• [What to produce]
Reproduce the data below word for word.

• [Material provided]
###

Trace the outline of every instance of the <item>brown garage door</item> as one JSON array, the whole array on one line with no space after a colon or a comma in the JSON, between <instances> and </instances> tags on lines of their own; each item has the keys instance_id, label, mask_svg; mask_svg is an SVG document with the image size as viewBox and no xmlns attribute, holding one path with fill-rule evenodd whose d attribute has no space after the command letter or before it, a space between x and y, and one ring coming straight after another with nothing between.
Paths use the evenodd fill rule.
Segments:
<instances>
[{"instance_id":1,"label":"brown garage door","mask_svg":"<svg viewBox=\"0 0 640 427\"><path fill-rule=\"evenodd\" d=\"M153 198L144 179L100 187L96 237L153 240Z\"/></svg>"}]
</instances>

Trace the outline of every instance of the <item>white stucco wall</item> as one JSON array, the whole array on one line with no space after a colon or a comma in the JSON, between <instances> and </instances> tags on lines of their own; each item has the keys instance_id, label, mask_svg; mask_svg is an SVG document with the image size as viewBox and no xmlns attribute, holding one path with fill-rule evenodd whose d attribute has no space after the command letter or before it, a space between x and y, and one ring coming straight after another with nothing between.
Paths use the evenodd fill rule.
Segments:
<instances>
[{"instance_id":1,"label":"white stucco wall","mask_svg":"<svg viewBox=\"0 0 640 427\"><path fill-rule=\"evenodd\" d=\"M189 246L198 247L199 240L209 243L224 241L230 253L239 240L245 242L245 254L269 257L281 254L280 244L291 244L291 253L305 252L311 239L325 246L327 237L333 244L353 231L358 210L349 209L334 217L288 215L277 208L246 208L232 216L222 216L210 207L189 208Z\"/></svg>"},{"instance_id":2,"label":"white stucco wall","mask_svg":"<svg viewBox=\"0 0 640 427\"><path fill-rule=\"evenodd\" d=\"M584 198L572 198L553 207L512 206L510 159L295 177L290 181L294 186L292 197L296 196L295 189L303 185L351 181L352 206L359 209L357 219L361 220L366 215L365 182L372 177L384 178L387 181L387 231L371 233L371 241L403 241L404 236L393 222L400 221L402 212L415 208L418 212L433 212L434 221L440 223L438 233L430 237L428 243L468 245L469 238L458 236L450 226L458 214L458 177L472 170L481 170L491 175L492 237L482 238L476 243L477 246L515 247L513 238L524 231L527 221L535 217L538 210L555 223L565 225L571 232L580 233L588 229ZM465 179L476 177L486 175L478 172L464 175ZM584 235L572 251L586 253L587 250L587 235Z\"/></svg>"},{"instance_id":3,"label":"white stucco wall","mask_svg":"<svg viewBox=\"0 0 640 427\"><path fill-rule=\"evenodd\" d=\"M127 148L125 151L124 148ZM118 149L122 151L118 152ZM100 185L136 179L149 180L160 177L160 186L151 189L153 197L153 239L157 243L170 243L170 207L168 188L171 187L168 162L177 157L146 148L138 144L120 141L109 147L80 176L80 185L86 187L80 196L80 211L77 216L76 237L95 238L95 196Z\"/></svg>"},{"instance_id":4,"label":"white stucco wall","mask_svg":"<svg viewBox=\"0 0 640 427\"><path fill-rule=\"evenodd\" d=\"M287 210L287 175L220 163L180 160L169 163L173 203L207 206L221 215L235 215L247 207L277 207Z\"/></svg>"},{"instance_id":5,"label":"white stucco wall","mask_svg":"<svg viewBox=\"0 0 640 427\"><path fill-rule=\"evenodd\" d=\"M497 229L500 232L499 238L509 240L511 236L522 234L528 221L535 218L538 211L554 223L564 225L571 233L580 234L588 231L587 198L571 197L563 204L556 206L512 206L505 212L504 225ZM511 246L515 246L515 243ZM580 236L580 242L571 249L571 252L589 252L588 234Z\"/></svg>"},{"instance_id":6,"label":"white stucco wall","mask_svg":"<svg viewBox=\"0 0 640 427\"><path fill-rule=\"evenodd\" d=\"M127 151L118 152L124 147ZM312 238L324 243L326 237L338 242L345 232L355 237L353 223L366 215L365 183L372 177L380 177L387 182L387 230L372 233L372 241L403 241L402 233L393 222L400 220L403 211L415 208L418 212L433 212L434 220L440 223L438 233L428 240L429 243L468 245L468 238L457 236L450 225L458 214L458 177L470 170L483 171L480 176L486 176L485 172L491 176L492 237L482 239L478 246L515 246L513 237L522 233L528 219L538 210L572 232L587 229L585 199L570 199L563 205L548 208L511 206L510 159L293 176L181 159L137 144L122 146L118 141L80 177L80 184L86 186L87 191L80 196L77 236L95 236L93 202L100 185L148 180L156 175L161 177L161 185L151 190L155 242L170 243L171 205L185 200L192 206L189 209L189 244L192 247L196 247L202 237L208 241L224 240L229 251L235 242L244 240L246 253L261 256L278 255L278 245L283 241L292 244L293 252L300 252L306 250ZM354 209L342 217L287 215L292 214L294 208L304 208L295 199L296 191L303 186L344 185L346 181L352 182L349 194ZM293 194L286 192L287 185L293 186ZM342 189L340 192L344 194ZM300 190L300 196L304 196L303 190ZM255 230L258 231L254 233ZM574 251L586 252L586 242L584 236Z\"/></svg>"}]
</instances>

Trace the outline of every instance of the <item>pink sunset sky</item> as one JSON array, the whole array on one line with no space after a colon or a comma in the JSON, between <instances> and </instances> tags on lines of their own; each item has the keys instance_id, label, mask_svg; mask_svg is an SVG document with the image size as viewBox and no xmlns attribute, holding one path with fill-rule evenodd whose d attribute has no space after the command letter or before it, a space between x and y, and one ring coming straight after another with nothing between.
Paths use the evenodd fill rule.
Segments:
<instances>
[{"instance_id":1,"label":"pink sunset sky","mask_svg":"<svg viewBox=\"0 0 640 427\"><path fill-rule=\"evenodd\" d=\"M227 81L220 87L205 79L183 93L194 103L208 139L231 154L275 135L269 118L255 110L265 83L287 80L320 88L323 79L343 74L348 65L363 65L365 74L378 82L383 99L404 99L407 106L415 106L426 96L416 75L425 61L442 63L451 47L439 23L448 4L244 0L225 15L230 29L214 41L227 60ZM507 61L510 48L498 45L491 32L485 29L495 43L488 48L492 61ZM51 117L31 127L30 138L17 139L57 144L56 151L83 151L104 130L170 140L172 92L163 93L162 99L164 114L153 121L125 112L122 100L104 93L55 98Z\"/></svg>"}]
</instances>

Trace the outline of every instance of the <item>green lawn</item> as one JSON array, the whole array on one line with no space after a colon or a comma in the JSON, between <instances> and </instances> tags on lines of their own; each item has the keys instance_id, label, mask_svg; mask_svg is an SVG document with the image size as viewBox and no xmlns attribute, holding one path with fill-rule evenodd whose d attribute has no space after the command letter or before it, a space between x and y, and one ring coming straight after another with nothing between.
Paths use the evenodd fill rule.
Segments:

###

• [Exercise output]
Trace the outline of every instance of the <item>brown garage door</item> as one JSON array, the whole array on one line with no space after a colon or a comma in the JSON, between <instances> and </instances> tags on lines of their own; each item has the keys instance_id, label, mask_svg; mask_svg is an SVG document with the image size as viewBox and no xmlns attribute, holding one path with fill-rule evenodd whose d attribute has no space after the command letter or before it, a space between x and y, and one ring coming straight after another with nothing between.
Paths use the evenodd fill rule.
Segments:
<instances>
[{"instance_id":1,"label":"brown garage door","mask_svg":"<svg viewBox=\"0 0 640 427\"><path fill-rule=\"evenodd\" d=\"M153 198L144 179L100 187L96 237L153 240Z\"/></svg>"}]
</instances>

Trace the outline of every instance of the <item>white stucco wall</item> as one JSON array, the whole array on one line with no space after a colon or a comma in the JSON, between <instances> and </instances> tags on lines of their own; each item has the keys instance_id, label, mask_svg; mask_svg is an SVG document with the image size as viewBox and no xmlns attribute, holding one path with fill-rule evenodd whose d attribute has no space after the command letter or before it, a space between x and y, and one ring coming straight after another with nothing between.
Paths use the evenodd fill rule.
Segments:
<instances>
[{"instance_id":1,"label":"white stucco wall","mask_svg":"<svg viewBox=\"0 0 640 427\"><path fill-rule=\"evenodd\" d=\"M189 246L198 247L199 240L209 243L224 241L230 253L239 240L245 242L245 254L269 257L281 254L280 244L291 244L291 253L305 252L311 239L325 246L327 237L333 244L353 231L358 210L349 209L334 217L288 215L277 208L246 208L232 216L222 216L210 207L189 208Z\"/></svg>"},{"instance_id":2,"label":"white stucco wall","mask_svg":"<svg viewBox=\"0 0 640 427\"><path fill-rule=\"evenodd\" d=\"M584 198L572 198L553 207L512 206L510 159L295 177L290 181L294 186L292 197L296 196L295 189L303 185L351 181L352 206L359 209L357 219L361 220L366 215L365 182L372 177L384 178L387 181L387 231L371 233L371 241L403 241L404 236L393 222L400 221L402 212L415 208L418 212L433 212L434 221L440 223L438 233L430 237L428 243L468 245L469 238L458 236L450 226L458 214L458 177L472 170L481 170L491 175L492 237L482 238L476 243L477 246L515 247L513 238L524 231L527 221L535 217L538 210L555 223L565 225L571 232L580 233L588 229ZM465 179L476 177L486 175L478 172L464 175ZM584 235L572 251L586 253L587 250L587 235Z\"/></svg>"},{"instance_id":3,"label":"white stucco wall","mask_svg":"<svg viewBox=\"0 0 640 427\"><path fill-rule=\"evenodd\" d=\"M127 148L125 151L124 148ZM118 149L122 151L118 152ZM100 185L136 179L149 180L160 177L160 186L151 189L153 197L153 239L157 243L170 243L170 207L168 188L171 187L168 162L177 157L146 148L138 144L120 141L109 147L80 176L80 185L86 187L80 196L80 211L77 216L76 237L95 238L95 196Z\"/></svg>"},{"instance_id":4,"label":"white stucco wall","mask_svg":"<svg viewBox=\"0 0 640 427\"><path fill-rule=\"evenodd\" d=\"M287 210L287 175L220 163L180 160L169 163L173 203L207 206L221 215L235 215L247 207L277 207Z\"/></svg>"},{"instance_id":5,"label":"white stucco wall","mask_svg":"<svg viewBox=\"0 0 640 427\"><path fill-rule=\"evenodd\" d=\"M497 229L500 232L499 238L509 240L511 236L522 234L528 221L535 218L538 211L554 223L564 225L571 233L580 234L588 231L587 198L571 197L563 204L556 206L512 206L505 212L504 225ZM511 246L515 246L515 243ZM580 236L580 242L571 249L571 252L589 252L588 234Z\"/></svg>"},{"instance_id":6,"label":"white stucco wall","mask_svg":"<svg viewBox=\"0 0 640 427\"><path fill-rule=\"evenodd\" d=\"M127 151L118 152L124 147ZM312 238L324 243L326 237L338 242L345 232L355 237L353 223L366 215L365 183L372 177L380 177L387 182L387 230L372 233L372 241L403 241L402 233L393 222L400 220L403 211L415 208L418 212L433 212L434 220L440 223L438 233L428 240L429 243L468 245L468 238L457 236L450 225L458 214L458 177L470 170L483 171L480 176L486 176L485 172L491 176L492 237L482 239L478 246L515 246L513 237L522 233L528 219L538 210L572 232L587 229L585 199L570 199L563 205L548 208L511 206L510 159L293 176L181 159L137 144L122 146L118 141L80 177L80 184L86 186L87 191L80 196L77 236L95 236L93 202L100 185L148 180L156 175L161 177L161 185L151 190L155 242L170 243L171 205L185 200L192 206L189 209L189 244L192 247L196 247L202 237L208 241L224 240L229 251L235 242L244 240L246 253L261 256L278 255L278 245L283 241L292 244L293 252L300 252L306 250ZM354 209L342 217L287 215L292 214L294 208L304 208L295 199L296 191L303 186L344 185L346 181L352 182L349 194ZM293 194L286 192L287 185L293 186ZM342 189L340 192L344 194ZM300 190L300 196L304 196L303 190ZM255 230L258 231L254 233ZM574 251L586 252L586 242L584 236Z\"/></svg>"}]
</instances>

Trace the outline of every instance of the <item>pink sunset sky</item> as one JSON array, the whole array on one line with no space after a colon or a comma in the JSON, between <instances> and </instances> tags on lines of their own; each item has the keys instance_id, label, mask_svg; mask_svg is an SVG document with the image size as viewBox and no xmlns attribute, holding one path with fill-rule evenodd whose d attribute has no space after the command letter or before it, a space between x and y, and one ring coming straight after another with nothing between.
Paths use the evenodd fill rule.
Segments:
<instances>
[{"instance_id":1,"label":"pink sunset sky","mask_svg":"<svg viewBox=\"0 0 640 427\"><path fill-rule=\"evenodd\" d=\"M227 81L220 87L205 79L183 93L194 103L208 139L231 154L275 135L269 118L255 110L265 83L287 80L320 88L323 79L343 74L348 65L363 65L365 74L378 82L383 99L404 99L407 106L415 106L426 96L416 75L425 61L442 63L451 47L439 23L448 4L244 0L225 15L230 29L214 41L227 60ZM507 61L510 48L498 45L491 32L485 29L495 43L488 48L492 61ZM51 117L31 127L30 138L17 139L57 144L56 151L83 151L104 130L170 140L172 92L163 93L162 99L164 114L153 121L125 112L122 100L104 93L55 98Z\"/></svg>"}]
</instances>

Trace the outline of every instance of the <item>green lawn</item> as one JSON array, the whole array on one line with no space after a colon or a comma in the JSON, between <instances> and </instances> tags on lines of their own; each item has the keys instance_id, label, mask_svg; mask_svg is an SVG document with the image size as viewBox and no xmlns attribute, holding one path with fill-rule evenodd whose d attribute has no space after the command letter or before it, a space between x and y, and one ring coming straight after another with nothing between.
Paths use the evenodd fill rule.
Segments:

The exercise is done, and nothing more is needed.